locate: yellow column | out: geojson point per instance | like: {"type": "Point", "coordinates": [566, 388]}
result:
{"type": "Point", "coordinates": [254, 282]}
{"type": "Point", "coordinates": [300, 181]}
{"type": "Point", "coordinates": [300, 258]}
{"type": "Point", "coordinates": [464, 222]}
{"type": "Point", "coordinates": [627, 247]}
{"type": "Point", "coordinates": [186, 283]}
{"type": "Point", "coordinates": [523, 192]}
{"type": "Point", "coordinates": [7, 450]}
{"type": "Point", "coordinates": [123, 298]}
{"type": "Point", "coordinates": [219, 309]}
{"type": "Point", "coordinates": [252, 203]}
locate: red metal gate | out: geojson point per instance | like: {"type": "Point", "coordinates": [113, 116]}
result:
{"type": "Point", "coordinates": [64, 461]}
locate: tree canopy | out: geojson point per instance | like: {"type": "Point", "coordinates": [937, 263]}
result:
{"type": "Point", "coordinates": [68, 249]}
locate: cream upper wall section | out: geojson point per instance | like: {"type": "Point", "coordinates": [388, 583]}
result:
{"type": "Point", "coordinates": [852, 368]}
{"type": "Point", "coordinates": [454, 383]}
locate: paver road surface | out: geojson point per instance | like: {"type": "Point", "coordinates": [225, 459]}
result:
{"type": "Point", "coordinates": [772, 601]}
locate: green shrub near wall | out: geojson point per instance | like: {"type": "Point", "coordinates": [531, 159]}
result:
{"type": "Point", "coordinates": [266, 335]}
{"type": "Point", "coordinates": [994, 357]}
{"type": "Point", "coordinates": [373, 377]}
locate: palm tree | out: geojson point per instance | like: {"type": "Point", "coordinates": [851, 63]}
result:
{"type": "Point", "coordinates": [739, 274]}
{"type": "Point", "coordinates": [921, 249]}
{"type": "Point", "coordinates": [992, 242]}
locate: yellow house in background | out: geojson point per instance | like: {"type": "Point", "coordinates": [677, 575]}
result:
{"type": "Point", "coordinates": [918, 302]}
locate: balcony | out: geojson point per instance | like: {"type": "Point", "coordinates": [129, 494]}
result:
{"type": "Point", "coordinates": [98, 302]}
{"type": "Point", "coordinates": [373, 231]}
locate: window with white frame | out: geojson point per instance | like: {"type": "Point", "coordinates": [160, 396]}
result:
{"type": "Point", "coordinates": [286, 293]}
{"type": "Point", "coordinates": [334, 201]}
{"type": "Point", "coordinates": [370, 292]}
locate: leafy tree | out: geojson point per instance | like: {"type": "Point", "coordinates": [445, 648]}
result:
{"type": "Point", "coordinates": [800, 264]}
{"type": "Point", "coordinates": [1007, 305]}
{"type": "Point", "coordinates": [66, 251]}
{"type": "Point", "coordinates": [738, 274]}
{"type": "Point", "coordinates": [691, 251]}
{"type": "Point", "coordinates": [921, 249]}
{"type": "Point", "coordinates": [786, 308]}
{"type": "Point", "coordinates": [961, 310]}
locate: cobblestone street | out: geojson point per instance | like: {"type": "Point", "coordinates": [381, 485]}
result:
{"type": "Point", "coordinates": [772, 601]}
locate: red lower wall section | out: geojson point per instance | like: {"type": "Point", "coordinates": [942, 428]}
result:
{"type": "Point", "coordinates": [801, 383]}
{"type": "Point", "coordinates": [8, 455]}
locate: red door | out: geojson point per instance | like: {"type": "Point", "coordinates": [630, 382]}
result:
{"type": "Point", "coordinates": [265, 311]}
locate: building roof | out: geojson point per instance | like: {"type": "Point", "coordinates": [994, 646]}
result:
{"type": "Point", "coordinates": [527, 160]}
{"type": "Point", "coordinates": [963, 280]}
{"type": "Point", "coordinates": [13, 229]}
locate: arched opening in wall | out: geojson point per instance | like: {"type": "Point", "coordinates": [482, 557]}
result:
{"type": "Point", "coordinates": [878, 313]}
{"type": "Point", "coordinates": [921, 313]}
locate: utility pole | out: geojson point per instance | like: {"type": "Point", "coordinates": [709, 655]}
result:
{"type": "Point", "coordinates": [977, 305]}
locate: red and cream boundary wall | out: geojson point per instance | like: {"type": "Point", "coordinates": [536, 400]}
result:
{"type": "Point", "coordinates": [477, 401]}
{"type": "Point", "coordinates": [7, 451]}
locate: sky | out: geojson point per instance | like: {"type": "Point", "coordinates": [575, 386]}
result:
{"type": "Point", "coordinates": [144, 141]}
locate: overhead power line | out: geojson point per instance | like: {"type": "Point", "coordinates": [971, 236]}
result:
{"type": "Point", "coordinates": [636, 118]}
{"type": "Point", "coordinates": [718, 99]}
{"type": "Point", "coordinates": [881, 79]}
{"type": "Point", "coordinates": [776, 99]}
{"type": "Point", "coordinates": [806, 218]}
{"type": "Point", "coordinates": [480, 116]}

※ ※ ※

▶ TASK GOAL
Shift every answer coordinate by -140 in the data from the line containing "locate: overhead power" down to the end, and write out all of those lines, request lines included. Leave the request lines and their sample coordinates unchanged.

▶ RESPONSE TO THE TASK
locate: overhead power line | out: geojson point per instance | like: {"type": "Point", "coordinates": [971, 236]}
result:
{"type": "Point", "coordinates": [496, -22]}
{"type": "Point", "coordinates": [578, -41]}
{"type": "Point", "coordinates": [741, -61]}
{"type": "Point", "coordinates": [636, -41]}
{"type": "Point", "coordinates": [666, 78]}
{"type": "Point", "coordinates": [340, -24]}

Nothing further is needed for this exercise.